Items from a data source

......

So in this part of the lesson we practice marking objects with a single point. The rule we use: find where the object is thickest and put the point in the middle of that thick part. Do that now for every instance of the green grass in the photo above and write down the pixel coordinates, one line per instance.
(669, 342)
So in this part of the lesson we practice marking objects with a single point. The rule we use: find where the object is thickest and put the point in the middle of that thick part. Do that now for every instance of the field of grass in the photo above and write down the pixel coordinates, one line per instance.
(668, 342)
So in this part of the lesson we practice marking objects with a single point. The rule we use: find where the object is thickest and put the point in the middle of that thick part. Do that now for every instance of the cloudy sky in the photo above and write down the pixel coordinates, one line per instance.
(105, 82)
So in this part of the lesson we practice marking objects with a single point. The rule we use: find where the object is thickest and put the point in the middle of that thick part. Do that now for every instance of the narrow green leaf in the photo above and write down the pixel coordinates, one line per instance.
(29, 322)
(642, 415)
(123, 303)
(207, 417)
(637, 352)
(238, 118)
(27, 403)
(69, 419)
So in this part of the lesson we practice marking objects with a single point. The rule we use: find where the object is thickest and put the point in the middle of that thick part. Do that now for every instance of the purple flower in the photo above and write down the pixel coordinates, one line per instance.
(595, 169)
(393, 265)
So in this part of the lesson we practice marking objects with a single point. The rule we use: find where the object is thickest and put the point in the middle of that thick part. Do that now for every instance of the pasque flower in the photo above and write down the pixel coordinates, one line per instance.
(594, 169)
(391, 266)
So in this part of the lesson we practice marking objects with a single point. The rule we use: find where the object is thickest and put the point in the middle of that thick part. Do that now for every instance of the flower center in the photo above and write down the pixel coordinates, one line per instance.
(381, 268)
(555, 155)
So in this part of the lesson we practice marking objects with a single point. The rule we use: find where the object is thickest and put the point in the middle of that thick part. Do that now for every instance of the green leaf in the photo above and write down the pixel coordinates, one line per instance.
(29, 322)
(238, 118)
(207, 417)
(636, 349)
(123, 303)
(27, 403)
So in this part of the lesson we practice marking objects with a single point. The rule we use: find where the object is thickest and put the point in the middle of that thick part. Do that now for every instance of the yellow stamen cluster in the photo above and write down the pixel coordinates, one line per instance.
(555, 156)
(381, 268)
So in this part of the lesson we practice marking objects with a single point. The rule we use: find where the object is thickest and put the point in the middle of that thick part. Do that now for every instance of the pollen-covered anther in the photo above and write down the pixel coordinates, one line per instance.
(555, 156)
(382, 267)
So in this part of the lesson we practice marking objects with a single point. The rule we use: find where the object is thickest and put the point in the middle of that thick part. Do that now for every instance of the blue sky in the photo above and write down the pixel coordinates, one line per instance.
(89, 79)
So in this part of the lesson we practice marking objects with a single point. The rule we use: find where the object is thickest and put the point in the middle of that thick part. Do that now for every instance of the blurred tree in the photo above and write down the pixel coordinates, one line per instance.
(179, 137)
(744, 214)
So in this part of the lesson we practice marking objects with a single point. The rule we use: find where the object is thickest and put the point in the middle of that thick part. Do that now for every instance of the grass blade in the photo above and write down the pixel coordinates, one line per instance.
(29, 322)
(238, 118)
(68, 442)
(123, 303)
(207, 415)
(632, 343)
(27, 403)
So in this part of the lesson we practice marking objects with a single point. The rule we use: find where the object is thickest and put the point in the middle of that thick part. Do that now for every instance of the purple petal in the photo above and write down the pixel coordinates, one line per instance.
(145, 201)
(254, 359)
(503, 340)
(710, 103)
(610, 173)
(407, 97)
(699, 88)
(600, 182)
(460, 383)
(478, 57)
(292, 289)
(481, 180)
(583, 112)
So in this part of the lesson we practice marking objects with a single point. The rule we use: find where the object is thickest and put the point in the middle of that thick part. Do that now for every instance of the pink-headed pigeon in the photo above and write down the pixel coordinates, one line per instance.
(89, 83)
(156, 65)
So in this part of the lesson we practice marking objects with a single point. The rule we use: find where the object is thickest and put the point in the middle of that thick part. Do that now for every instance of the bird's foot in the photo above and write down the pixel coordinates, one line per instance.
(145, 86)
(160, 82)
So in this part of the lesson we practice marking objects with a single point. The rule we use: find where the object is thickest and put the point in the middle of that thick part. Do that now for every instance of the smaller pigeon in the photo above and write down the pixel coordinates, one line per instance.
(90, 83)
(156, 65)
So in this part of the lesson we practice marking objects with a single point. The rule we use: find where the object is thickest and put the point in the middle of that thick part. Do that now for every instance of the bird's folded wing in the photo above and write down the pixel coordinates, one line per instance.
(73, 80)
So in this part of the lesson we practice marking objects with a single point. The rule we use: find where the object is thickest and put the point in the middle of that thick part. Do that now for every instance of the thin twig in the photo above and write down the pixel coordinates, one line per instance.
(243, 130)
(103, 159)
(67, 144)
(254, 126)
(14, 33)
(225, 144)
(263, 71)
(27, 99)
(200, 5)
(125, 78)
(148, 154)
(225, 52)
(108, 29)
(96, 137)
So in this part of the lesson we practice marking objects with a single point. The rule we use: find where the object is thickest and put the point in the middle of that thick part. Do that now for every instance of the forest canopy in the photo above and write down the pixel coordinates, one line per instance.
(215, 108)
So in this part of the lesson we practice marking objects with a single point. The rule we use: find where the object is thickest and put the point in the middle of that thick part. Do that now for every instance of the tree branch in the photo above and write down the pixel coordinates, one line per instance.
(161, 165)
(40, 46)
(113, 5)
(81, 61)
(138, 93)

......

> _Problem requirements_
Duplicate all of the records above, line for line and unchanged.

> _Result of this exercise_
So in this part of the lesson we practice marking objects with a single point. The rule we use: find where the object is thickest and put the point in the middle of that thick part. Do that now for every instance of the green grass in the photo above and write down the pixel coordinates, one line per instance.
(669, 342)
So in this part of the lesson we practice marking objects with a single point. The rule we use: find where the object is thickest and put the point in the middle of that thick part. Do that now for every instance of the field of grass in the photo above and write down the pixel coordinates, one line per instance.
(668, 342)
So in this part of the lesson we practice marking objects with a single point. The rule we use: find where the object is thickest and put the point in the middle of that thick part. Do that now for every instance of the cloudy sky in the photo above and write down the pixel coordinates, one line per instance.
(105, 82)
So in this part of the lesson we practice marking objects with a single point. The rule we use: find where the object is thickest and put the point in the middle of that thick part. Do that now for every instance of the narrow green leaf in the photo above and write down the pixel coordinates, one line per instance.
(29, 322)
(642, 415)
(123, 303)
(207, 417)
(637, 352)
(238, 118)
(27, 403)
(69, 419)
So in this part of the lesson we practice marking objects with a single point. The rule we use: find where the object is thickest and put the point in the middle of that thick part. Do that now for every instance of the purple flower in the photo above and write down the pixel coordinates, one line per instance.
(595, 169)
(393, 265)
So in this part of the lesson we practice marking objects with a single point. The rule we use: find where the object is thickest and put the point in the middle of that thick part. Do that now for every instance of the pasque flower in the photo above and write down the pixel coordinates, one line per instance.
(594, 169)
(391, 266)
So in this part of the lesson we practice marking objects with a single point. The rule we use: find where the object is thickest and put the point in the middle of that thick part. Do that now for every instance of the flower center in the photo above and write down the pixel coordinates, one line per instance.
(381, 268)
(555, 155)
So in this part of the lesson we practice marking objects with a single point. The rule we use: find where the object is thickest and put the point in the middle of that thick part. Do that now for every instance of the green leaf in the photo above and write down the pixel coordinates, one line per instance.
(29, 322)
(238, 118)
(207, 417)
(636, 349)
(123, 303)
(27, 403)
So in this part of the lesson we practice marking objects with a single point. The rule we use: find where the object is thickest and put the point in the middle of that thick part. Do that now for every instance of the yellow stamen cluster in the photo above and write down the pixel coordinates, one line per instance.
(555, 156)
(381, 268)
So in this part of the lesson we practice marking objects with a single point. The rule we use: find where the object is thickest and put the point in the middle of that thick part. Do that now for every instance of the pollen-covered anther in the photo above and write down the pixel coordinates, one line per instance.
(555, 156)
(382, 267)
So in this part of the lesson we practice marking objects with a single point. The rule we use: find where the object is thickest and put the point in the middle of that thick part. Do that now for every instance of the blue sky in the photo above and write down the pixel coordinates, one line per instance.
(89, 79)
So in this part of the lesson we practice marking objects with a single point. The rule we use: find where the object is thickest and put the point in the middle of that thick part. Do that now for every instance of the blurred tree in the photo above and write down the pixel coordinates, one line per instance.
(179, 137)
(744, 214)
So in this part of the lesson we practice marking objects with a single point. The rule we use: find where the object is thickest and put the point in the middle of that thick part. Do that now for every instance of the grass blade in the photo above and write down the pixel coordinates, one line per instance.
(29, 322)
(238, 118)
(68, 442)
(123, 303)
(207, 415)
(632, 343)
(27, 403)
So in this part of the lesson we practice marking objects with a single point. The rule we use: find where the object is thickest and put the point in the middle of that thick part. Do that now for every instance of the purple petal in the photo above and write down the pixel coordinates, one line per instance.
(145, 201)
(254, 359)
(503, 340)
(710, 103)
(610, 173)
(407, 97)
(699, 88)
(600, 182)
(460, 383)
(478, 57)
(292, 289)
(481, 180)
(583, 112)
So in this part of the lesson we practice marking objects with a single point. The rule we use: find where the object is thickest and put the point in the middle of that thick part. Do that now for every instance of the pink-headed pigeon in the photo above and write down the pixel coordinates, one line per instance.
(89, 83)
(156, 65)
So in this part of the lesson we practice marking objects with a single point. The rule we use: find where the object is thickest and put the point in the middle of that thick part. Do that now for every instance of the bird's foot in the photo above and write down the pixel coordinates, one line per instance.
(145, 86)
(160, 82)
So in this part of the lesson we practice marking objects with a single point. The rule we use: find where the object is thickest and put the point in the middle of that thick part. Do that now for every instance of the smaller pigeon in the photo above and write down the pixel coordinates, one line per instance.
(90, 83)
(156, 65)
So in this part of the lesson we practice marking objects with a single point. The rule we use: find where the object is thickest and put the point in the middle of that thick part. Do that now for every instance of the bird's folded wing in the photo above and write down the pixel coordinates, one line per instance.
(73, 80)
So in this part of the lesson we practice marking objects with a single point. The rule we use: find where the object is thickest and put the point in the middle of that thick part. Do that now for every instance of the thin twig in the photo above and write down the pixel coordinates, one line per instance.
(243, 130)
(103, 159)
(67, 144)
(254, 126)
(14, 33)
(225, 144)
(263, 71)
(27, 99)
(200, 5)
(125, 78)
(148, 154)
(225, 52)
(108, 29)
(96, 137)
So in this part of the lesson we practice marking objects with a single point. The rule we use: find where the object is thickest and put the point in the middle of that thick part. Do that now for every instance of the forest canopy in the photo above and write down the pixel coordinates, one line per instance.
(215, 108)
So in this part of the lesson we practice marking objects with a single point. The rule we use: find where the object is thickest and put the point in the middle of that thick part. Do that now for every instance of the tree branch in the photo above and write down the pixel coordinates, one line per instance.
(161, 165)
(40, 46)
(113, 5)
(81, 61)
(138, 93)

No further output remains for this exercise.